>>>>

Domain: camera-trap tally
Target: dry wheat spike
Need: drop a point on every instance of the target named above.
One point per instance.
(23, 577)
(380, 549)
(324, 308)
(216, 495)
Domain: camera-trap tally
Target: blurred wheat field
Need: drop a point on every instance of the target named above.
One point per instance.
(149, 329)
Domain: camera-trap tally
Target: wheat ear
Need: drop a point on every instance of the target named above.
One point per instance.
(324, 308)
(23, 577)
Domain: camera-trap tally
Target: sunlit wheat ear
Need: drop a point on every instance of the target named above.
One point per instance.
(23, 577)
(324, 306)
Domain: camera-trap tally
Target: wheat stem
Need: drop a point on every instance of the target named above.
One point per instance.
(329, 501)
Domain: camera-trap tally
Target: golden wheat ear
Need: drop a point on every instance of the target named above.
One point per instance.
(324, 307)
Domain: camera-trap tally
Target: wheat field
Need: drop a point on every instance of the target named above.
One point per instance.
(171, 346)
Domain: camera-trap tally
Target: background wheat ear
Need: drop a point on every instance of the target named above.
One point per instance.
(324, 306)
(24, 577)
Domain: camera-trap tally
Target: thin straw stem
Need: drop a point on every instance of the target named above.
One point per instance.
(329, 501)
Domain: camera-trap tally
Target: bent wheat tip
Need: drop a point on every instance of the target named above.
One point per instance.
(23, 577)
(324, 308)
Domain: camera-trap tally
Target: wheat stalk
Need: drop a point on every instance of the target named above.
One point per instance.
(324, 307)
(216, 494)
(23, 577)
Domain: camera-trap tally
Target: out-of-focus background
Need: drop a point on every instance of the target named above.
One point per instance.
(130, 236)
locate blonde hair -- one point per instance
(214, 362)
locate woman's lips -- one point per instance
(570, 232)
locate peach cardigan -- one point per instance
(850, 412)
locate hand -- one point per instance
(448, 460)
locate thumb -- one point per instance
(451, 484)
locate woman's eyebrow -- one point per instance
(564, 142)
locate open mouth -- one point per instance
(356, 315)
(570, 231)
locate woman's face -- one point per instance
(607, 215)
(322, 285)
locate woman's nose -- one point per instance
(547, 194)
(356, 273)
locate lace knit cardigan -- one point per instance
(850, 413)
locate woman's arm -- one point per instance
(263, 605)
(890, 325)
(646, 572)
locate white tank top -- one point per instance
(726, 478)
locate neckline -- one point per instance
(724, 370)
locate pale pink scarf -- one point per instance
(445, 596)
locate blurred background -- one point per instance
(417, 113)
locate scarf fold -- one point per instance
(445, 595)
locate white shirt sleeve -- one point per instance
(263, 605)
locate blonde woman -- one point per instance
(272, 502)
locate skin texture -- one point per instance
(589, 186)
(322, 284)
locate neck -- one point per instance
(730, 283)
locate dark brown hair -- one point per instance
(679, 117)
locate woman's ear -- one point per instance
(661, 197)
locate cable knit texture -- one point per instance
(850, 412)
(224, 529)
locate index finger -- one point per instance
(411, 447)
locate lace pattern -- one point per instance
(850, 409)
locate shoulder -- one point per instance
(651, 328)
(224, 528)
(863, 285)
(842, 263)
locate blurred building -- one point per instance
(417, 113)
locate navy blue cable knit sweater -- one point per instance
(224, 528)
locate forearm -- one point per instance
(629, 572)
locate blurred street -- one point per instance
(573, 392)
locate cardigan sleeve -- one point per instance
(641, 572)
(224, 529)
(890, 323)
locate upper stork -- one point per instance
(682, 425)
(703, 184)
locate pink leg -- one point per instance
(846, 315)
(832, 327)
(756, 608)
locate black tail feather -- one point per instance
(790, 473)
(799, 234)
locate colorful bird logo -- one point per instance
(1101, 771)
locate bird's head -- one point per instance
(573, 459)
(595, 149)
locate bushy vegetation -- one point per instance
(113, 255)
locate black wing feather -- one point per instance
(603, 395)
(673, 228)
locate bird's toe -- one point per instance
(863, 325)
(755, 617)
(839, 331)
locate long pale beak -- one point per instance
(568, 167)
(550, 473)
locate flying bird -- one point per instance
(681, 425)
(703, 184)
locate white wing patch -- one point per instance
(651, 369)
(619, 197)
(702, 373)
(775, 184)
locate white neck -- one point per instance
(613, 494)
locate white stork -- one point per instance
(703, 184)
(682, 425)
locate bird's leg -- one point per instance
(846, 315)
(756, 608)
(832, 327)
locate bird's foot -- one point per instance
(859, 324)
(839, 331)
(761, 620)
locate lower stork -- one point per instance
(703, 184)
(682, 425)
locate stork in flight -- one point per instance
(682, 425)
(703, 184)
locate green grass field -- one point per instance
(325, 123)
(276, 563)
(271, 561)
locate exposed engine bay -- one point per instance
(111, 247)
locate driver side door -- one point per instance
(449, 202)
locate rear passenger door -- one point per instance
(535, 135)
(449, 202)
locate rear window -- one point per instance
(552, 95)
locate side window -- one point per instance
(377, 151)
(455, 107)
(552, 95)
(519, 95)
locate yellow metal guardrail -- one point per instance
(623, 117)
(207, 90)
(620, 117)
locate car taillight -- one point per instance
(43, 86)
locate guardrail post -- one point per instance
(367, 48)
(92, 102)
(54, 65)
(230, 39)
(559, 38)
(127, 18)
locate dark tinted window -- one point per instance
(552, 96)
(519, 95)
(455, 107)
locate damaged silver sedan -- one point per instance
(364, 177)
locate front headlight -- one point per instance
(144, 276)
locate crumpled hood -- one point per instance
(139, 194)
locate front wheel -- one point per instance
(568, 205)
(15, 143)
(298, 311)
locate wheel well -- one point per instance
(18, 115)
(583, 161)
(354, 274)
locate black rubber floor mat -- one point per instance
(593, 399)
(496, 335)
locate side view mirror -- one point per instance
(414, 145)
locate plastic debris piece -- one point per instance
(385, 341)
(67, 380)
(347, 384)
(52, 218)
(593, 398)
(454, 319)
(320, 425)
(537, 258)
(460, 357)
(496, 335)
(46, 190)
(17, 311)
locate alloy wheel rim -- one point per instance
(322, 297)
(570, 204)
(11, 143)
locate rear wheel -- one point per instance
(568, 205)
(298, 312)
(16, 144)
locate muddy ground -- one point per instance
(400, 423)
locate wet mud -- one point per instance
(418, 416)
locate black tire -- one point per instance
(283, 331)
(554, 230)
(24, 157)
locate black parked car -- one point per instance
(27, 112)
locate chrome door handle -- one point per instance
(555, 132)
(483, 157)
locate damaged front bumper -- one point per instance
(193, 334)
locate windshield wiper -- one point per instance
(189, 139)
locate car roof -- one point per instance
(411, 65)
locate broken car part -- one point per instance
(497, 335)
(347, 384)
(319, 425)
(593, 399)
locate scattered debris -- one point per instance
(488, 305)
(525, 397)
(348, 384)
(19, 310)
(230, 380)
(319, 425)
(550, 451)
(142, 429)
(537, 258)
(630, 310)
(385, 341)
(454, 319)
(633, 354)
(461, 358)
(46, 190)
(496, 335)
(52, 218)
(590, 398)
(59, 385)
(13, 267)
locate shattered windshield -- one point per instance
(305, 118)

<<<<

**Task requirements:** Show the lines of the records above that mention "wheat".

**Solution for this problem:**
Target: dry wheat spike
Target: blurred wheat field
Target: wheat ear
Target: sunlit wheat ear
Target: wheat stem
Target: golden wheat ear
Target: wheat field
Target: background wheat ear
Target: bent wheat tip
Target: wheat stalk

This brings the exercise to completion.